[Stored items]

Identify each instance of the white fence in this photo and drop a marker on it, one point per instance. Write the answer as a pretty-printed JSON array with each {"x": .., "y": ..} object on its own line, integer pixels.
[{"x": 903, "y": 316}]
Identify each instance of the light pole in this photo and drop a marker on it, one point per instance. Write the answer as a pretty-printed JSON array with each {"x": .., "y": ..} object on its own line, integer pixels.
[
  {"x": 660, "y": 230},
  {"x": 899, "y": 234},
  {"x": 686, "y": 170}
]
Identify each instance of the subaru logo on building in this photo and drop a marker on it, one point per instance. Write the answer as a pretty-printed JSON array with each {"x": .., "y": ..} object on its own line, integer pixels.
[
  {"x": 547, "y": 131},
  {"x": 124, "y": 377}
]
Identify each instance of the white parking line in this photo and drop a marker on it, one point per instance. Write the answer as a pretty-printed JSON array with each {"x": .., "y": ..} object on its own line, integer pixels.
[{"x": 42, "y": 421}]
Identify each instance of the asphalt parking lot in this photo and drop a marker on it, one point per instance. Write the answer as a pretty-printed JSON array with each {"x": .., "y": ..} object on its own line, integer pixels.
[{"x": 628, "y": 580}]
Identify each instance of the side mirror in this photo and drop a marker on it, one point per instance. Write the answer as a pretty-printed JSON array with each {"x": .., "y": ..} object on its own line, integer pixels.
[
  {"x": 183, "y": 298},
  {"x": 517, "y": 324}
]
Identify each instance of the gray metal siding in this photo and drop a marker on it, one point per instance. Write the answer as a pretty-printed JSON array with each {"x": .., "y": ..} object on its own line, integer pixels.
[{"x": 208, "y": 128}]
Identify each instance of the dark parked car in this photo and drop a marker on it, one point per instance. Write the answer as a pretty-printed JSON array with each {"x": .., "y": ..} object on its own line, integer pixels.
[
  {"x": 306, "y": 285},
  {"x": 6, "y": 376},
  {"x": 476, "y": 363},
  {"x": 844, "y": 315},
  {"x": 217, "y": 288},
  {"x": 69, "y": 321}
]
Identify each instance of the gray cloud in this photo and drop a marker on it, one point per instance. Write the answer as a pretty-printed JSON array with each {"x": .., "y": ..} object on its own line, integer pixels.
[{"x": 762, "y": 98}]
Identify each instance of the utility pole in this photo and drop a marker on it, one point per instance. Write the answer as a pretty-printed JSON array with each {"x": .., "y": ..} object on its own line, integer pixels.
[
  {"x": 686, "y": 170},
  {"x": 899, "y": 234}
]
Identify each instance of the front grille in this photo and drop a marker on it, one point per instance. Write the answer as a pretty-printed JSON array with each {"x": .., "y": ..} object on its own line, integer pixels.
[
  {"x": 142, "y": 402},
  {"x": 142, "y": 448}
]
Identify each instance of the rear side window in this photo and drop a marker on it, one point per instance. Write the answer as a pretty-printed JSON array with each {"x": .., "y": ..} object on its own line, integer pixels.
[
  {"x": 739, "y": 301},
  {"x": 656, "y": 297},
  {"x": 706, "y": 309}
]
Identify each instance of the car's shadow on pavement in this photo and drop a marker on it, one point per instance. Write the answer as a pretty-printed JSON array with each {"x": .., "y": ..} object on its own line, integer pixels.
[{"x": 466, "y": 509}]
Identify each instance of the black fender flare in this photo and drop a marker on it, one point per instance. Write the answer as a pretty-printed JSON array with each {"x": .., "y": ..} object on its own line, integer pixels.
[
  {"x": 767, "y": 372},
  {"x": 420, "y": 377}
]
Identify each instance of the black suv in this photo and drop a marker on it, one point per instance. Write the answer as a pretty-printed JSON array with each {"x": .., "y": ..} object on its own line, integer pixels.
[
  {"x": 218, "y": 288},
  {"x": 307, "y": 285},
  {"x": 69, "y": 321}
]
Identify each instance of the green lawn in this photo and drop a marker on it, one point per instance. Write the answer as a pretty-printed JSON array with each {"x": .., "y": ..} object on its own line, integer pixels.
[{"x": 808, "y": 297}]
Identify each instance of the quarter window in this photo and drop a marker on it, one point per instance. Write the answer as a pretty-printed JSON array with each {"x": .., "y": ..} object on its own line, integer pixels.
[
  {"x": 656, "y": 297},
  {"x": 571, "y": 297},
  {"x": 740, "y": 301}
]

WHAT TO DO:
Repeat exactly, and only, the lines of the records above, starting with the line that contains "Identify each instance of the quarter" and ending with the final line, both included.

REPLY:
Identify each instance of the quarter window in this photo and drop a marker on it, one point per instance. Write the answer as a pretty-printed JSON array with each {"x": .., "y": ..} object on its own line, integer pixels.
[
  {"x": 656, "y": 297},
  {"x": 571, "y": 297},
  {"x": 740, "y": 301}
]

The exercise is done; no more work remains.